*GOAL*.
Can you give the stretch of rows from the line containing "in blue blazer" through the end of the rows again, requests included, with every box coordinate in the answers scaled by 1.05 and rounded to the nearest whole number, halves up? Keep the numbers in the requests and in their JSON format samples as they are.

[Dataset entries]
· · · · ·

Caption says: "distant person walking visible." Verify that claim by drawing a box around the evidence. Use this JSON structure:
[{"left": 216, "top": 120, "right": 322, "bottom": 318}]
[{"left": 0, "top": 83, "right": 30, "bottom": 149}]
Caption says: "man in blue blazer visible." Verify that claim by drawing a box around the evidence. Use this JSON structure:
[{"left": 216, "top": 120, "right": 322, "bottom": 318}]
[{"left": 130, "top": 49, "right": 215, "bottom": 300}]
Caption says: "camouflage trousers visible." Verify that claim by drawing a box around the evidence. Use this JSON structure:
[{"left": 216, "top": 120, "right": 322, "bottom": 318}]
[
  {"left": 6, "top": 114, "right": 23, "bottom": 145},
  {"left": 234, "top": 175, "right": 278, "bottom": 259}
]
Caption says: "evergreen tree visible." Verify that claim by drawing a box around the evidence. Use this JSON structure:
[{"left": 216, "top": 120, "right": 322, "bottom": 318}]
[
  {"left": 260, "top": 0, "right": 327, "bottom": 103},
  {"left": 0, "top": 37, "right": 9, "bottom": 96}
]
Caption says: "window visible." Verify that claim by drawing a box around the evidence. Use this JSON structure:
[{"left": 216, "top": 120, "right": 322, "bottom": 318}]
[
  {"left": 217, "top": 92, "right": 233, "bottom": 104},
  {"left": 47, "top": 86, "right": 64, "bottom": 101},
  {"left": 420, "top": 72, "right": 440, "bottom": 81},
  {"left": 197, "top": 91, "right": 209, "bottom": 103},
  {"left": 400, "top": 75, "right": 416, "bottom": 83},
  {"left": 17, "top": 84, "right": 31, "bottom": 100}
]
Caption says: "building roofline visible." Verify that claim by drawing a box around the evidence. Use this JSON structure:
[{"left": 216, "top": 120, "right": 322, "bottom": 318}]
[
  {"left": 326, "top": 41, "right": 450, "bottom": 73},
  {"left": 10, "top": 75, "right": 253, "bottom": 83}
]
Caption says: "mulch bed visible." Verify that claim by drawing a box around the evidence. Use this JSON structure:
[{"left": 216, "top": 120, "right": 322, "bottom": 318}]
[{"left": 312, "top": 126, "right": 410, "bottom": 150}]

· · · · ·

*WORKED ANSWER*.
Caption says: "man in blue blazer visible." Verify that claim by drawing a box around the evidence. Use this JSON structure:
[{"left": 216, "top": 120, "right": 322, "bottom": 318}]
[{"left": 137, "top": 51, "right": 226, "bottom": 315}]
Caption says: "camouflage trousers visible." Verify that claim by drawing a box around the evidence. Use this JSON structure:
[{"left": 216, "top": 120, "right": 322, "bottom": 318}]
[
  {"left": 6, "top": 120, "right": 24, "bottom": 152},
  {"left": 246, "top": 184, "right": 292, "bottom": 272}
]
Caption says: "evergreen tree visible." Verify that claim by drawing a box around the evidence. Use this JSON structure:
[{"left": 216, "top": 120, "right": 322, "bottom": 318}]
[
  {"left": 273, "top": 0, "right": 343, "bottom": 108},
  {"left": 0, "top": 39, "right": 9, "bottom": 101}
]
Caption says: "window visible." Verify that claim by drawing a box around the evidence. Use this JSON structure:
[{"left": 216, "top": 120, "right": 322, "bottom": 318}]
[
  {"left": 228, "top": 97, "right": 245, "bottom": 109},
  {"left": 49, "top": 90, "right": 67, "bottom": 106},
  {"left": 441, "top": 76, "right": 462, "bottom": 85},
  {"left": 207, "top": 96, "right": 219, "bottom": 108},
  {"left": 420, "top": 79, "right": 437, "bottom": 87},
  {"left": 18, "top": 88, "right": 33, "bottom": 105}
]
Caption says: "building roofline visible." Verify that claim by drawing a box around the evidence. Use this JSON structure:
[{"left": 216, "top": 120, "right": 322, "bottom": 318}]
[
  {"left": 342, "top": 43, "right": 473, "bottom": 77},
  {"left": 11, "top": 79, "right": 266, "bottom": 87}
]
Caption says: "mulch bed visible." Verify that claim by drawing a box around the evidence. Use this JSON structure:
[{"left": 216, "top": 120, "right": 322, "bottom": 318}]
[{"left": 328, "top": 132, "right": 431, "bottom": 158}]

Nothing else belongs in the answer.